(Labeled-object pointing records)
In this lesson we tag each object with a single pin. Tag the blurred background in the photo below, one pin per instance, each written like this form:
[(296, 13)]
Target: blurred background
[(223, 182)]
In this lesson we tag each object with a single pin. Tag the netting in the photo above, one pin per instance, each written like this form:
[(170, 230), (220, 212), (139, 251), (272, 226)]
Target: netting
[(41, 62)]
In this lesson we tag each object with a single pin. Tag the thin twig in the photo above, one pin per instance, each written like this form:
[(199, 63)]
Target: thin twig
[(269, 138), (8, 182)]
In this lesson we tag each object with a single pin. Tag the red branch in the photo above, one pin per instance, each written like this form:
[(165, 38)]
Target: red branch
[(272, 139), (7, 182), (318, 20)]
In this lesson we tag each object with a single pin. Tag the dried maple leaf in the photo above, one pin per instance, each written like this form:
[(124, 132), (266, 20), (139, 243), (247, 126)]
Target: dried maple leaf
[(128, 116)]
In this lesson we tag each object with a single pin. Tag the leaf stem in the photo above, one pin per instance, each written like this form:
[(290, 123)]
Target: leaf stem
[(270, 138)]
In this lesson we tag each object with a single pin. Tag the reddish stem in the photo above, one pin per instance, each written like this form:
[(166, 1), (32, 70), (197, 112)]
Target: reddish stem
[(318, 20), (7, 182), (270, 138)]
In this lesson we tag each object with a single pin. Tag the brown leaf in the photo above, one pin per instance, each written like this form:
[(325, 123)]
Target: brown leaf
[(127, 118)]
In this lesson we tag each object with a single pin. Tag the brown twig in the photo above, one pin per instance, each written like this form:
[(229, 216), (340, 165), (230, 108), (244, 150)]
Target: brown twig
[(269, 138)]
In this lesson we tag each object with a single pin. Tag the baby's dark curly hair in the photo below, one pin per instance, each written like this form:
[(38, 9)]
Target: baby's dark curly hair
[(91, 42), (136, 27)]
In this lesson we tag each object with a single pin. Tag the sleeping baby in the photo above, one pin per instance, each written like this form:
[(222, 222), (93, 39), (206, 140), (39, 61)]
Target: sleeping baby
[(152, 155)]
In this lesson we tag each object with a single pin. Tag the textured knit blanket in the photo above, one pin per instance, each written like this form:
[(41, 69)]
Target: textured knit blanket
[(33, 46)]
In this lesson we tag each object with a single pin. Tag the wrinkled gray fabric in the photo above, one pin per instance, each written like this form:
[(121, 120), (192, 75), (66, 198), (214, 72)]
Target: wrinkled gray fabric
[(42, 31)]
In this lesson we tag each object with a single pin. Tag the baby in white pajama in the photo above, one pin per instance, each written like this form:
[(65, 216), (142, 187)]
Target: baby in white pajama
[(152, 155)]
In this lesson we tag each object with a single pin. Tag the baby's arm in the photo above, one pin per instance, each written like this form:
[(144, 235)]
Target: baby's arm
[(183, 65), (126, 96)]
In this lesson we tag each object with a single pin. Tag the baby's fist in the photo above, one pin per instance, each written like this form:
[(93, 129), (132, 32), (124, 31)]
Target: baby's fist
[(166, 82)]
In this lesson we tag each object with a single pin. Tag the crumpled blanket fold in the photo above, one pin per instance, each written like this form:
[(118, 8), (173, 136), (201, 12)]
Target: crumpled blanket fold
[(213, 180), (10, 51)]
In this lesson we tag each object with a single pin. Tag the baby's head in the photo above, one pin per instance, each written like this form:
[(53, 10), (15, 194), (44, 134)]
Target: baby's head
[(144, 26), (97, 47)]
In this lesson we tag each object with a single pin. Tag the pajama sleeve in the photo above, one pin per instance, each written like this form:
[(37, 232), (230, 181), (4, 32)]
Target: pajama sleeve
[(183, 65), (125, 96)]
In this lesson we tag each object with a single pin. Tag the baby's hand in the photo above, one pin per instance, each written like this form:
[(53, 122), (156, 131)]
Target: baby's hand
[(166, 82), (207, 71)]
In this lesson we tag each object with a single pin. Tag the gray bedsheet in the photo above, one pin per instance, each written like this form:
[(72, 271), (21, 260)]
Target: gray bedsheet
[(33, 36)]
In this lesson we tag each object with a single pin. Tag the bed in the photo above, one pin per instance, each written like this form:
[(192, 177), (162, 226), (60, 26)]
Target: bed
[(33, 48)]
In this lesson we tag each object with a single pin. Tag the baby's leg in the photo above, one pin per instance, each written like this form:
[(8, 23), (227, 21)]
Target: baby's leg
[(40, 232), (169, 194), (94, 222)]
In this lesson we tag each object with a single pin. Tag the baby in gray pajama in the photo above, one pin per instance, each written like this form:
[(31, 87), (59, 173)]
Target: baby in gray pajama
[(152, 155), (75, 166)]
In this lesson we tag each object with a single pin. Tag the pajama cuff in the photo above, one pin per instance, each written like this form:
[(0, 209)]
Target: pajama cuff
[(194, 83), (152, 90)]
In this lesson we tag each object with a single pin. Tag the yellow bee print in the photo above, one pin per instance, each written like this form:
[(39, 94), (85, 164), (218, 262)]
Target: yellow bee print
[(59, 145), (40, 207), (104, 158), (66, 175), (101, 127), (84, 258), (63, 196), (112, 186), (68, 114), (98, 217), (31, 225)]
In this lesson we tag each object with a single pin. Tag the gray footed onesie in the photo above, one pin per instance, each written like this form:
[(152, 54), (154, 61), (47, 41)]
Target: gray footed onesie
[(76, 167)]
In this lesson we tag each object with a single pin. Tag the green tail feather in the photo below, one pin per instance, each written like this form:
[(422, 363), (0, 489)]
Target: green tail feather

> _WHAT IS REQUIRED_: Put the records into a Markdown table with the columns Row and Text. Include only the lines starting at the one containing "the gray bedsheet" and ending at the one containing "[(40, 232), (169, 194), (94, 222)]". Give each line a row number and skip any blank lines.

> _WRITTEN RESPONSE_:
| Row | Text |
|---|---|
| 1 | In this lesson we tag each object with a single pin. Tag the gray bedsheet in the photo above, one pin per instance, each written like this form: |
| 2 | [(72, 271), (21, 260)] |
| 3 | Target: gray bedsheet |
| 4 | [(33, 36)] |
| 5 | In this lesson we tag each object with a single pin. Tag the bed in the photo above, one pin per instance, each written like this form: |
| 6 | [(192, 177), (162, 226), (60, 26)] |
| 7 | Target: bed |
| 8 | [(33, 48)] |
| 9 | In this lesson we tag each object with a single pin. Tag the baby's leg in the photo above, one pin per instance, each written like this form: |
| 10 | [(8, 23), (227, 21)] |
| 11 | Target: baby's leg |
| 12 | [(40, 232), (169, 194), (94, 222)] |